Street Tales: The Results of idle affluence

  • Sat Jul 15th, 2017 12:30am
  • Life

I for one love living in Canada. Not wealthy by any means, but with pensions and seniors benefits and a little diligent financial planning, I will in all likelihood spend the rest of my days comfortably. Although it took a lot of years of patient endurance to achieve it, I’ve never really had to do without.

All through my working life I was able to help others not as wealthy, or by our standards, impoverished. Often, we pat ourselves on the back, or others would do it for us because we helped folks all over the world. Do you know that this country holds the record of the most donated dollars per capita in the world?

In our travels on Vancouver Island, we were able to spend time at a B&B near Comox where I started this story. We met up with others who like us are retirees with a lot of time on their hands. The couple that run the B&B have developed an acre of land into a small park with paths through gardens that put a lot of city parks to shame. It was an awesome experience to get up early as I usually do, grab a cup of jo, then take a leisurely walk around the beautiful grounds in the morning sunshine.

As I was enjoying this relaxation time with friends and family, it hit me that in this fair land we are ever so blessed with a wealth great enough that allows us to spend so much time and money just to do nothing for days on end while so many in the world cannot. I don’t mean to cast a pall on where our lives are at right now in Canada, but I do feel that we should never forget others who are not as fortunate.

It has made me think of the fact that in almost all department stores we can buy goods and clothing dirt cheap; made by people, (including children), who work long hours in terrible conditions, earning only pennies a day. Whereas we have so much, we don’t even use pennies anymore! These folks will never get to a point in life where they can retire and enjoy life in their waning years; they will in all likelihood have to labor right up to the time of death.
....................
WHAT YOU WILL DO
(a) In the Street Tales column, where is the B&B at which the writer stayed?
(b) Reproduce the passage of the Street Tales column starting at "Street Tales: The" and ending at "in the world?".

DATA LISTING
....................
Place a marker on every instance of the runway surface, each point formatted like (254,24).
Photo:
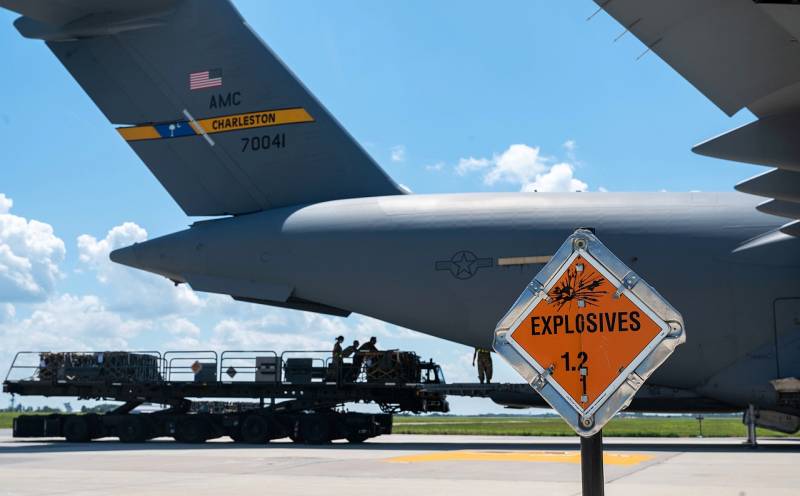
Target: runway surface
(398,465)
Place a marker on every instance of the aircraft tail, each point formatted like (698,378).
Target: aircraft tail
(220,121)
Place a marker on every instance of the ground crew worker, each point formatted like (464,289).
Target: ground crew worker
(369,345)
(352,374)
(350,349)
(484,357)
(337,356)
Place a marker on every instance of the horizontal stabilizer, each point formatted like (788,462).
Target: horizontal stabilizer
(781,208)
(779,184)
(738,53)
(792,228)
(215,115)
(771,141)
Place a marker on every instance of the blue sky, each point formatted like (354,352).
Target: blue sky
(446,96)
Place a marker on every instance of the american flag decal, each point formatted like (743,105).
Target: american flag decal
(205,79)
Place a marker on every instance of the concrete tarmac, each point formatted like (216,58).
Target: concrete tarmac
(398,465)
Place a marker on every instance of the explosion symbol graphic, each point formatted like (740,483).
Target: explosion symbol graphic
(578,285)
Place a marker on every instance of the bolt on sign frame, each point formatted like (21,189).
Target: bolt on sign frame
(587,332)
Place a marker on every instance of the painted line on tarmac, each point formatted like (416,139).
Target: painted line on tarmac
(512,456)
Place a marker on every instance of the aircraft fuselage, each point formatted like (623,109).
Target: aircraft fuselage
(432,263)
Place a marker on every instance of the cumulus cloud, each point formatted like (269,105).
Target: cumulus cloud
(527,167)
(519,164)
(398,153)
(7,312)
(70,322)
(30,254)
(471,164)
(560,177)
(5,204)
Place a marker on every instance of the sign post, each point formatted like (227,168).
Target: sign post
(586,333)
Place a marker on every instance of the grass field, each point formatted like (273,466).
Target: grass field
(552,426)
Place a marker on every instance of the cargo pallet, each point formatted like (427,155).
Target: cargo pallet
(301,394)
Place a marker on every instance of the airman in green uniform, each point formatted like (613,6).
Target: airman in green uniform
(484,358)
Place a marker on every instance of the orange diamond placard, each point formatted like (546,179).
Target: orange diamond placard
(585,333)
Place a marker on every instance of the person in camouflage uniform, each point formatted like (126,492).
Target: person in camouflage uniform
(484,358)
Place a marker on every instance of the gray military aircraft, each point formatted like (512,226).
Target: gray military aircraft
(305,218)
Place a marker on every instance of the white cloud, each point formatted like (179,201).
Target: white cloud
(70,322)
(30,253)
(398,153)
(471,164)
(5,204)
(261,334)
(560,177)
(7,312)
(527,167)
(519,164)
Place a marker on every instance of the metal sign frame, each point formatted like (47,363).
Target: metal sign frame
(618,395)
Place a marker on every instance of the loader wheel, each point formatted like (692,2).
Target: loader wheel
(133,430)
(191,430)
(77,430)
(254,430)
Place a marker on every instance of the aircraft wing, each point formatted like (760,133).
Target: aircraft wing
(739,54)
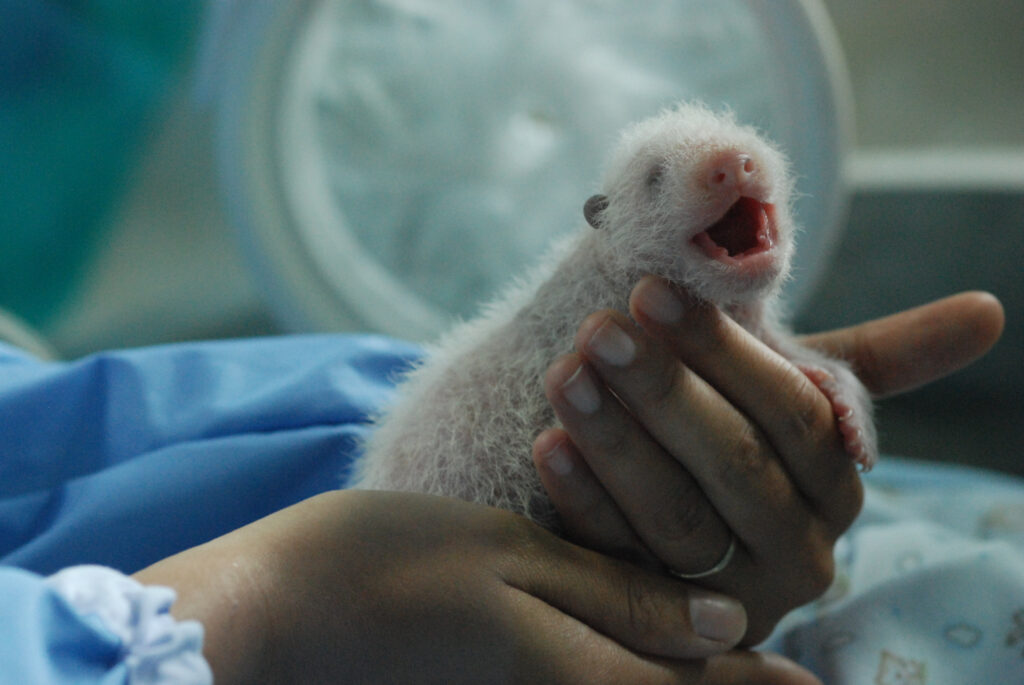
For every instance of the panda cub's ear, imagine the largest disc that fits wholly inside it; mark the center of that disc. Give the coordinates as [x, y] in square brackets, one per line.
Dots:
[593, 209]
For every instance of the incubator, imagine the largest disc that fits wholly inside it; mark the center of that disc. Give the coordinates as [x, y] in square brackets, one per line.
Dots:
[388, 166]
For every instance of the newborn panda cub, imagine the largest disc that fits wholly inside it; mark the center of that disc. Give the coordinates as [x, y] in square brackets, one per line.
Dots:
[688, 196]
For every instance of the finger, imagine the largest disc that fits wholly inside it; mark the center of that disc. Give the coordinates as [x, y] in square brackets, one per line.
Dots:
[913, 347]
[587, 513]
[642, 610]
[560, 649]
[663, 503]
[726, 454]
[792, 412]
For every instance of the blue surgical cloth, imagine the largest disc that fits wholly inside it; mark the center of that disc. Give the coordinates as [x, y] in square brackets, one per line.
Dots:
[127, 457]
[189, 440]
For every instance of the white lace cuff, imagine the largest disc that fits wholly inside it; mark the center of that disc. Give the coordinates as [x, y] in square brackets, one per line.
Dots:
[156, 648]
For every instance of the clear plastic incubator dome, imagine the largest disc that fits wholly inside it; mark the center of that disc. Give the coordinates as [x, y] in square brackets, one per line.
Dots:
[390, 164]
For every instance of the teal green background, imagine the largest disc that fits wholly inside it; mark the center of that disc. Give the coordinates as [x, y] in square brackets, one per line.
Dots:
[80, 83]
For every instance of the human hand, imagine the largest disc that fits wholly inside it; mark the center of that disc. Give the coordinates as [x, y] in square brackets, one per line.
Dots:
....................
ANSWERS TO THE PROBLEMS
(a) Near Comox, on Vancouver Island.

(b)
Street Tales: The Results of idle affluence

  • Sat Jul 15th, 2017 12:30am
  • Life

I for one love living in Canada. Not wealthy by any means, but with pensions and seniors benefits and a little diligent financial planning, I will in all likelihood spend the rest of my days comfortably. Although it took a lot of years of patient endurance to achieve it, I’ve never really had to do without.

All through my working life I was able to help others not as wealthy, or by our standards, impoverished. Often, we pat ourselves on the back, or others would do it for us because we helped folks all over the world. Do you know that this country holds the record of the most donated dollars per capita in the world?